Job: Quote the lines of the entries word for word, from the line with "Target: window" through the end of the entries, including that first line.

╭──

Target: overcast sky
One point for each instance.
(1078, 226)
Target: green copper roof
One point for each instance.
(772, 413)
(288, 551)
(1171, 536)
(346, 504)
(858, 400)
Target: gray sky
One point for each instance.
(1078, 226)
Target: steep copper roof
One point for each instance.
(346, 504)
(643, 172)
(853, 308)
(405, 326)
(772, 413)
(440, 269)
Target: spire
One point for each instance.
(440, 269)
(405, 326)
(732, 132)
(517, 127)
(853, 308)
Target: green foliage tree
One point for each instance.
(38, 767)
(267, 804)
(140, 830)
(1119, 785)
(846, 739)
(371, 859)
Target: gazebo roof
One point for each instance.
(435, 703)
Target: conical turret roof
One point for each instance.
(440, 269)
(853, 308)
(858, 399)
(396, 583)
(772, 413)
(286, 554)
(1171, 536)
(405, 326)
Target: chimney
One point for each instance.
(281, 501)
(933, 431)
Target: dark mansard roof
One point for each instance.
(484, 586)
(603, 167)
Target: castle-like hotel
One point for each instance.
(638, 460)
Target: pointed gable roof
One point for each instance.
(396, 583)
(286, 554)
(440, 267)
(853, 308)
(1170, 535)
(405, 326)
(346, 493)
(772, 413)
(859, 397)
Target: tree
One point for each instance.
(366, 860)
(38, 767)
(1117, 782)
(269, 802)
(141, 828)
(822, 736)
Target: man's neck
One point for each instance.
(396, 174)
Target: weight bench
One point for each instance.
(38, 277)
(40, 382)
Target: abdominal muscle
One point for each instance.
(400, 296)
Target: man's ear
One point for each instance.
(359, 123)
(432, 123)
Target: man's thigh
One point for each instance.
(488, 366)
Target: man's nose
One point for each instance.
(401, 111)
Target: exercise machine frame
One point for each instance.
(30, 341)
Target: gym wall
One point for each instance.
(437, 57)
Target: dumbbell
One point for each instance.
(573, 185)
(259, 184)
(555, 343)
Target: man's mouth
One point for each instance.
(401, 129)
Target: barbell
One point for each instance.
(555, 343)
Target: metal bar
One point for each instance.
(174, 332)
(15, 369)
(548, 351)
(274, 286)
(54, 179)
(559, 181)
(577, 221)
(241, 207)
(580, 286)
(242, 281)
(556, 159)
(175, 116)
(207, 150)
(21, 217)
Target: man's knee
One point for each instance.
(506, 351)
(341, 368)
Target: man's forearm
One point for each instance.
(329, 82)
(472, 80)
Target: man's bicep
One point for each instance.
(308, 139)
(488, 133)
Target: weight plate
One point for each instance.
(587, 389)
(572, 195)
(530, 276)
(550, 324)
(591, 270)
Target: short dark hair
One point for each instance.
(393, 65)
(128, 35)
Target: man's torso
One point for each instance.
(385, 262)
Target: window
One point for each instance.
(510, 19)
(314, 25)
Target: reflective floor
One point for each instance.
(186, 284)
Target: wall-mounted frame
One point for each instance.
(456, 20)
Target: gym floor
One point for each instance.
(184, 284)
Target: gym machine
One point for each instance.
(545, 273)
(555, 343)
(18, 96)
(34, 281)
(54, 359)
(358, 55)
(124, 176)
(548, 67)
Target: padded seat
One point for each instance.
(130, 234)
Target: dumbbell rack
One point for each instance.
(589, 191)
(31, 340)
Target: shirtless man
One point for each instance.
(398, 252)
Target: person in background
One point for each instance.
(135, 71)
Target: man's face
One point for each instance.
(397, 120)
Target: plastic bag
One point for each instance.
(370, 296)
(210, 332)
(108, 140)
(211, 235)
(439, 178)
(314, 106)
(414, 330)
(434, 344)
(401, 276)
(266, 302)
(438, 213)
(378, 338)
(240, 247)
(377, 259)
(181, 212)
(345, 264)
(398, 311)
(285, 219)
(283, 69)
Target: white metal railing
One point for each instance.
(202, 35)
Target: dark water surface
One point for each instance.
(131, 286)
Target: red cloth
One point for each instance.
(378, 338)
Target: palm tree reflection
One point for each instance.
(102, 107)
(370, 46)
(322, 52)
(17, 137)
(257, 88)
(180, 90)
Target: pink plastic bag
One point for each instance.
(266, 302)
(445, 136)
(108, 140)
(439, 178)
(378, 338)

╰──

Task output:
Target: window
One point for each instance.
(510, 19)
(314, 25)
Target: reflective floor
One point for each instance.
(186, 284)
Target: wall-mounted frame
One point for each instance.
(456, 20)
Target: gym floor
One point for each instance.
(184, 284)
Target: gym machine
One point for each instance.
(545, 273)
(555, 343)
(18, 96)
(34, 281)
(54, 359)
(358, 55)
(124, 176)
(548, 67)
Target: padded seat
One point for each instance.
(130, 234)
Target: dumbbell rack
One point for each instance.
(589, 191)
(31, 340)
Target: shirtless man
One point for each instance.
(398, 252)
Target: person in background
One point for each instance.
(135, 71)
Target: man's face
One point for each instance.
(397, 120)
Target: plastic bag
One point for each instance.
(370, 296)
(210, 332)
(108, 140)
(211, 235)
(439, 178)
(314, 106)
(414, 330)
(434, 344)
(401, 276)
(266, 302)
(438, 213)
(378, 338)
(240, 247)
(377, 259)
(181, 212)
(345, 264)
(398, 311)
(285, 219)
(283, 69)
Target: white metal railing
One point for each instance.
(202, 35)
Target: dark water surface
One point for each instance.
(131, 286)
Target: red cloth
One point for each instance.
(378, 338)
Target: palm tree reflection
One point for each instance.
(102, 107)
(370, 46)
(322, 52)
(17, 137)
(257, 88)
(180, 90)
Target: pink plastic bag
One point for each instance.
(266, 302)
(445, 136)
(108, 140)
(439, 178)
(378, 338)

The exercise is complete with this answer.